## To do
Every line from the line containing "the front lawn" through the final line below is to be repeated exactly; no other line is.

## Dataset excerpts
↓↓↓

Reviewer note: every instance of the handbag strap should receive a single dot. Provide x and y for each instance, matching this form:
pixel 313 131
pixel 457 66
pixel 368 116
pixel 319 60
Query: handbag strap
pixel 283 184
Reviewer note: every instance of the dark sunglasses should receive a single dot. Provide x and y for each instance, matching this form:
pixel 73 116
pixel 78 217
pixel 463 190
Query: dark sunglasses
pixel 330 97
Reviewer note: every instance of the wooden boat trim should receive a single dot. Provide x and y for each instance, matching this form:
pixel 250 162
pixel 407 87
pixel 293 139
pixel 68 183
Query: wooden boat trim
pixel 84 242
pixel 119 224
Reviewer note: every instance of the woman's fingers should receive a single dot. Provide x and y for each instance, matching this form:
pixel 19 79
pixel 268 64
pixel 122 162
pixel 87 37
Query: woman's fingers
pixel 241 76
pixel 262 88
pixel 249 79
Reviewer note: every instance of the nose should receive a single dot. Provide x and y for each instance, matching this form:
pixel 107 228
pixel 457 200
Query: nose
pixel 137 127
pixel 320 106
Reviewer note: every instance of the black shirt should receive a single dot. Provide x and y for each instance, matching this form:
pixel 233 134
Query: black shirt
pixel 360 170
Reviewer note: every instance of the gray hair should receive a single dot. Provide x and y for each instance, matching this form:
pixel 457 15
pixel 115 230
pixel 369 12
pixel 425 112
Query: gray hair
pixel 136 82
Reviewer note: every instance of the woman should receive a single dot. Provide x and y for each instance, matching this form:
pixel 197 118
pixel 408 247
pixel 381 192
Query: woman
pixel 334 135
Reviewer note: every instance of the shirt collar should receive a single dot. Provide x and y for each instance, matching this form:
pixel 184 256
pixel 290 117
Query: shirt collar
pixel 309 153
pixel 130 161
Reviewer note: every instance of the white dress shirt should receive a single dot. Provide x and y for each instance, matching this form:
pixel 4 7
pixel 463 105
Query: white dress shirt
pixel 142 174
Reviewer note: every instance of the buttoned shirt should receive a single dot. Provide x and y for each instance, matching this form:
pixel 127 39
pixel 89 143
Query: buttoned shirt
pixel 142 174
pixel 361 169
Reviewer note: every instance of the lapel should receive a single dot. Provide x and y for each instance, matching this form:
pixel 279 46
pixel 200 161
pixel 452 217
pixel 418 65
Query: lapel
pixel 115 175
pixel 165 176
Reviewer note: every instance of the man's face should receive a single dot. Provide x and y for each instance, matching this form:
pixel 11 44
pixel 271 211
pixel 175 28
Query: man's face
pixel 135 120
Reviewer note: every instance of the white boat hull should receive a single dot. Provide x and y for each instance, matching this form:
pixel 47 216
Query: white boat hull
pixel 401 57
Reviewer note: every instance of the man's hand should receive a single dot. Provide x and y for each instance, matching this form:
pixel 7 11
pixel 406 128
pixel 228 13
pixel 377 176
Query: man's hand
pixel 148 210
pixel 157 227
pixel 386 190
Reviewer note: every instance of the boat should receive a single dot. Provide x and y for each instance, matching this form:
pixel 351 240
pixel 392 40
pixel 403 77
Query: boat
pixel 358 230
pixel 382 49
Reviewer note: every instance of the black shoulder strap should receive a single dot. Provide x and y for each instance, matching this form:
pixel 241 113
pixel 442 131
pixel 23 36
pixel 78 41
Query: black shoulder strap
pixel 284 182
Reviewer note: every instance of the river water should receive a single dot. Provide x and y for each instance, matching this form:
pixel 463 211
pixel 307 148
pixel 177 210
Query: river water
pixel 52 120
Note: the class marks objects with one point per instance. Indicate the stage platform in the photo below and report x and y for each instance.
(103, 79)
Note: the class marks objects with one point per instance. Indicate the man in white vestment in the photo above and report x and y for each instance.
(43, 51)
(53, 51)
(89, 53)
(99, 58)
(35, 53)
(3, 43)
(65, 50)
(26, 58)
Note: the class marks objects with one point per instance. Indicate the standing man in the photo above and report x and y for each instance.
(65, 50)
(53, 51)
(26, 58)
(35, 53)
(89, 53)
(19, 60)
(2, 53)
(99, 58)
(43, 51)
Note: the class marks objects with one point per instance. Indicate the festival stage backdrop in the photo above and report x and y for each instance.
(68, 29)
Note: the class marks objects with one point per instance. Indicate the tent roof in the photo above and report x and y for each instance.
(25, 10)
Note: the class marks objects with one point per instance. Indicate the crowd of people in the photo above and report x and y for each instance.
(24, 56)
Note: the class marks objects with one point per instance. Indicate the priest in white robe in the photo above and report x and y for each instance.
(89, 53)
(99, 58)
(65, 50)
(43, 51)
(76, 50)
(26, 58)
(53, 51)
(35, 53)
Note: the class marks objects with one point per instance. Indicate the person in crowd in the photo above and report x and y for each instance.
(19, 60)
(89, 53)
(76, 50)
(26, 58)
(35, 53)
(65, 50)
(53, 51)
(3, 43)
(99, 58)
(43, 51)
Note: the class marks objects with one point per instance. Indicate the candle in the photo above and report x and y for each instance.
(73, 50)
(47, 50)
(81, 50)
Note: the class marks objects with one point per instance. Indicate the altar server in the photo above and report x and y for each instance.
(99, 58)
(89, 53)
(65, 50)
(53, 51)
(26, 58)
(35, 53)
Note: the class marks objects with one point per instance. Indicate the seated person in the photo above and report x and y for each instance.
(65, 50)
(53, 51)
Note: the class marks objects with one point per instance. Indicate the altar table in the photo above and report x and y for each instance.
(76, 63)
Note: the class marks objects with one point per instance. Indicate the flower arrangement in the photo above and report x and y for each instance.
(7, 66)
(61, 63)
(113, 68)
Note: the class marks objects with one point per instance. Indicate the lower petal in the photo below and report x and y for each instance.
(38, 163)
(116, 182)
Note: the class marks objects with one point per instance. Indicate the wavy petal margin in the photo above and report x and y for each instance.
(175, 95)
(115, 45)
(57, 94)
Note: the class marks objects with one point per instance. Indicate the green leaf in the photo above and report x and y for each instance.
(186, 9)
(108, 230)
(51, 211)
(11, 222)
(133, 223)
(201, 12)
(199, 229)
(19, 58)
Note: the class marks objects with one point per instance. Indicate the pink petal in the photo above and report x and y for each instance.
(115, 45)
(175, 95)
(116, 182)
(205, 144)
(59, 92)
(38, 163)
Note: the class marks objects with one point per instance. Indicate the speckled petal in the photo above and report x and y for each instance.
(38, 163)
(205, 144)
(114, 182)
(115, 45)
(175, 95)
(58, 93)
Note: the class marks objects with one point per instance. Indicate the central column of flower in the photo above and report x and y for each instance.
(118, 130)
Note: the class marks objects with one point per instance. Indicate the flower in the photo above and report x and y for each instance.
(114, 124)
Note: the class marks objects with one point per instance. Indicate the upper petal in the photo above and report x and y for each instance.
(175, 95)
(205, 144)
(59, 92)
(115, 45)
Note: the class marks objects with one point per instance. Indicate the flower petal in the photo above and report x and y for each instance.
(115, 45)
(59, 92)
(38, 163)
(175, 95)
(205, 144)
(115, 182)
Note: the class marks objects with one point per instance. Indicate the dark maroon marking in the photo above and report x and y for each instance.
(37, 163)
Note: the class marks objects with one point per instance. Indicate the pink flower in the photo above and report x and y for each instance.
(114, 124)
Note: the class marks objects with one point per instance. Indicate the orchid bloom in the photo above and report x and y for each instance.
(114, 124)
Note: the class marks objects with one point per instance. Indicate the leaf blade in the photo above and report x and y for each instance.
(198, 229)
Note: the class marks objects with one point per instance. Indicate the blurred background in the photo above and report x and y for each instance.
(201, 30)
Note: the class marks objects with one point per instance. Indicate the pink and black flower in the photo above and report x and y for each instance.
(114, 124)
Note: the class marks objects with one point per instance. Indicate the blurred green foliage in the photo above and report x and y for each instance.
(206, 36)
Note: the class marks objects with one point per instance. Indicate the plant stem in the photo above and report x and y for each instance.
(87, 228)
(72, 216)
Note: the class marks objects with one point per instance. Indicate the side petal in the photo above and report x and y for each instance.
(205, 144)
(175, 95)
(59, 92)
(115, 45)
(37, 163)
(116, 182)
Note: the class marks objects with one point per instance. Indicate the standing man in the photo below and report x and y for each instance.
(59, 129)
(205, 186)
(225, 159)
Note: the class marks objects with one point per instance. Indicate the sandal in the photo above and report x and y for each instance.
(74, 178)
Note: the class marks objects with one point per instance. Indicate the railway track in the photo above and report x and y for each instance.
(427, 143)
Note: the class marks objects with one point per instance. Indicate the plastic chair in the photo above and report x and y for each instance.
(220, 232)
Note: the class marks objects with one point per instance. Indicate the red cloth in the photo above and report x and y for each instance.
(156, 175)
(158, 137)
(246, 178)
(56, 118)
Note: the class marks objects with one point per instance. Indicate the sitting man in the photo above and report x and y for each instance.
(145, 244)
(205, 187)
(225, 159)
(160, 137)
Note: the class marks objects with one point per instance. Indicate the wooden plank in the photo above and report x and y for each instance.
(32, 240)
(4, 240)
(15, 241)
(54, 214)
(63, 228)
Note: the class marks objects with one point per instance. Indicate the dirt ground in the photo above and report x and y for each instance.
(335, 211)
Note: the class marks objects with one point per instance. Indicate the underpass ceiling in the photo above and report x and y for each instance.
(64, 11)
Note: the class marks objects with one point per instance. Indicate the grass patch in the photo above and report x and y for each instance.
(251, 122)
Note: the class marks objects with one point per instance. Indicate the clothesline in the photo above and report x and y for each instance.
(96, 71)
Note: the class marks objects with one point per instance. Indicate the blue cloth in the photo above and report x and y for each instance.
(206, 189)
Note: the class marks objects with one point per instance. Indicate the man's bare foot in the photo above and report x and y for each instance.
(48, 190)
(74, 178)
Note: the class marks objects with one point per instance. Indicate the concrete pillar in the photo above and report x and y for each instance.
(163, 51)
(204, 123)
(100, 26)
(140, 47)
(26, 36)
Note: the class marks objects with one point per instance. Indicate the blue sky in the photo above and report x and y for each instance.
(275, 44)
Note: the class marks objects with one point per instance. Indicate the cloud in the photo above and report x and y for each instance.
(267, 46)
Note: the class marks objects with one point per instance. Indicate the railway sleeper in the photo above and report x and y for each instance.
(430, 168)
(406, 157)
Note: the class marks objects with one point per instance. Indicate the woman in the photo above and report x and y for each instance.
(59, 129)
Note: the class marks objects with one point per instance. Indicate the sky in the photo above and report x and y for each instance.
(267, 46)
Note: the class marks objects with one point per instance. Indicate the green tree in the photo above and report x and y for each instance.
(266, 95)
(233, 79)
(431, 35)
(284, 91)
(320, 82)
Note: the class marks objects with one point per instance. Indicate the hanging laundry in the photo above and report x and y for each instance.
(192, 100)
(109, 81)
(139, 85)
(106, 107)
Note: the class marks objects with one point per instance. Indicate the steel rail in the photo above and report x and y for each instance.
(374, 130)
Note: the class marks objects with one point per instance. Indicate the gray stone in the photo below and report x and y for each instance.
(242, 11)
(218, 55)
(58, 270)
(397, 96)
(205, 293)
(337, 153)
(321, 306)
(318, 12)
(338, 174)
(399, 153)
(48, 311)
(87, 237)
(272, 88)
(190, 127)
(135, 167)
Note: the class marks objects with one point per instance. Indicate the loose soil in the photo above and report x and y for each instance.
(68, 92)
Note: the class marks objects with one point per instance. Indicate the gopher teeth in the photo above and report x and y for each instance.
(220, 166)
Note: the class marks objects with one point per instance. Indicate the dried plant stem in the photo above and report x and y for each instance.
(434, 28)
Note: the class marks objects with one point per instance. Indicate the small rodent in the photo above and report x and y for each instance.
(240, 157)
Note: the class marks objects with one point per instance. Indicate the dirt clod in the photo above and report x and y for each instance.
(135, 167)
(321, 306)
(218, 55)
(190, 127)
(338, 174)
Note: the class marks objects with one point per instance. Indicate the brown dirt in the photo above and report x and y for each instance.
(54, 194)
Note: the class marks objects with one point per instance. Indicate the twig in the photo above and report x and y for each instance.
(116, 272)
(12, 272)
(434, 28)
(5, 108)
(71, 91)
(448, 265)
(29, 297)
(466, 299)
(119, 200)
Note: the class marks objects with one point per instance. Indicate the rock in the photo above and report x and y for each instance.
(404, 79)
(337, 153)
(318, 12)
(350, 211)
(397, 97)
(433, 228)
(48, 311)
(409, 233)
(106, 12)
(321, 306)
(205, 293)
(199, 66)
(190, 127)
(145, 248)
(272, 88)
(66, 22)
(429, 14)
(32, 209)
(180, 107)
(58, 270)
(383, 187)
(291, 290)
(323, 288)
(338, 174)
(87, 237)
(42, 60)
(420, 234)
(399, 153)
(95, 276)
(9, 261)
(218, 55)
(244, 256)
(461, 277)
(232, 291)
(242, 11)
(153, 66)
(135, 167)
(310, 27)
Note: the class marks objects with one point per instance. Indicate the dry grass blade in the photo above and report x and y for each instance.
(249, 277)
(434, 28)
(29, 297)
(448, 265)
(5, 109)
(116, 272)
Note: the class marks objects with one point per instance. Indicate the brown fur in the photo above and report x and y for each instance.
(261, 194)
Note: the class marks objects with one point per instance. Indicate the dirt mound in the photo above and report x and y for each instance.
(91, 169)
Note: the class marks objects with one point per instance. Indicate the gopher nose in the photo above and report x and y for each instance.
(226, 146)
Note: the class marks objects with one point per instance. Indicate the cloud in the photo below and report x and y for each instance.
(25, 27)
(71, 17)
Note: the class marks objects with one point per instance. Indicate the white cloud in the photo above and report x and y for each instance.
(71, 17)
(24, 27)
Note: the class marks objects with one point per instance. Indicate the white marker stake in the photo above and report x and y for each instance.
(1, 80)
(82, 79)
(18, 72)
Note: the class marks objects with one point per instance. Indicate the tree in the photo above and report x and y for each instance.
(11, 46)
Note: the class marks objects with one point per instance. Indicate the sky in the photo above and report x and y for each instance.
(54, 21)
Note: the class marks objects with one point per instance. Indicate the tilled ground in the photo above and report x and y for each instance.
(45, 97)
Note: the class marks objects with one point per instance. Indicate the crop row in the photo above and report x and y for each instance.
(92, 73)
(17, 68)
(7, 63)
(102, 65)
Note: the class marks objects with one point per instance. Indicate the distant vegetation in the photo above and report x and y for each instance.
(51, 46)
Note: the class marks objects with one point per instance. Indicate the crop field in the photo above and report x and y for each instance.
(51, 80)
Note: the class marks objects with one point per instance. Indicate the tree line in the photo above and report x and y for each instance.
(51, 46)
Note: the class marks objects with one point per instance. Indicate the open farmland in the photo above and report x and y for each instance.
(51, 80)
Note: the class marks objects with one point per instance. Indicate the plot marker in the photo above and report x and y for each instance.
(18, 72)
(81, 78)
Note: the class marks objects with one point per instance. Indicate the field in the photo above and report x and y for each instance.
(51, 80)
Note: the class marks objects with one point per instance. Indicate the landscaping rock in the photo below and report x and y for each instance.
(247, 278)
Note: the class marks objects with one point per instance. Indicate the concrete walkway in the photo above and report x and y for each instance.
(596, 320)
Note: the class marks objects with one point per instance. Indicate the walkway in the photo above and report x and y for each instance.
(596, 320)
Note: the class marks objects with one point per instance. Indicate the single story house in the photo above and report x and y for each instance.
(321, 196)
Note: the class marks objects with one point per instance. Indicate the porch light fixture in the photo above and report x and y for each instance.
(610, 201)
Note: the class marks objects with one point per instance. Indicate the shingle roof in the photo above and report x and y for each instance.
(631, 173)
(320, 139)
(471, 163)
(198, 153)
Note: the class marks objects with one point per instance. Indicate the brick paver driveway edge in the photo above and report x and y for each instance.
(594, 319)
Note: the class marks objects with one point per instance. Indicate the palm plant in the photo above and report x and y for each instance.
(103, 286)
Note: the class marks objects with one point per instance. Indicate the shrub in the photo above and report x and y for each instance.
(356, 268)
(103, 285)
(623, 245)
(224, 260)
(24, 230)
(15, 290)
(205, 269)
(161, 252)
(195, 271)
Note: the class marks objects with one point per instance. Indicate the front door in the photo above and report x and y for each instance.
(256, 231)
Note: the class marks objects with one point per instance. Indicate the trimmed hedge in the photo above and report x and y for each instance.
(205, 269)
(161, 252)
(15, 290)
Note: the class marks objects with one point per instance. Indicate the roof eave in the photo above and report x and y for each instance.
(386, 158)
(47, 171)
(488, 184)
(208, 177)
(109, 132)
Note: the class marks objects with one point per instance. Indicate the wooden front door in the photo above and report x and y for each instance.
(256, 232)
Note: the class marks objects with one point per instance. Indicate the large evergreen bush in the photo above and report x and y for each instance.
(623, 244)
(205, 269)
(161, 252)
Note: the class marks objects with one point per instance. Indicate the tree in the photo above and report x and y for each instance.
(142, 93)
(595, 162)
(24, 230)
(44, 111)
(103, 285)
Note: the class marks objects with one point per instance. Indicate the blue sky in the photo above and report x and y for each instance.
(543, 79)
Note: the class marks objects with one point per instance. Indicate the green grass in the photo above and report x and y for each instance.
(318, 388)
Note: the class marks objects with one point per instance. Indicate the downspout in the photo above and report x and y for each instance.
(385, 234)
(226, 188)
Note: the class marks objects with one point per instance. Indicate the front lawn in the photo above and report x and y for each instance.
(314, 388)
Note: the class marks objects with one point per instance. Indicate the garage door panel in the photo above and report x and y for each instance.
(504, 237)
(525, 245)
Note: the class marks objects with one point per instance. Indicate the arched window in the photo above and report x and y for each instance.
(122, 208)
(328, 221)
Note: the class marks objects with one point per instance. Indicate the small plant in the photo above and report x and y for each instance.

↑↑↑

## Written response
Note: the class marks objects with one point per instance. Indicate the front lawn in the photo above and report x and y for each instance.
(314, 388)
Note: the class marks objects with one point per instance. Indicate the garage door panel in the photo above and report x and y for each instance.
(504, 237)
(525, 245)
Note: the class marks objects with one point per instance. Indicate the arched window in the photo above and report x and y for each instance.
(122, 208)
(328, 221)
Note: the class marks objects with one point per instance. Indicate the small plant in the photo above and report x and y for each instance.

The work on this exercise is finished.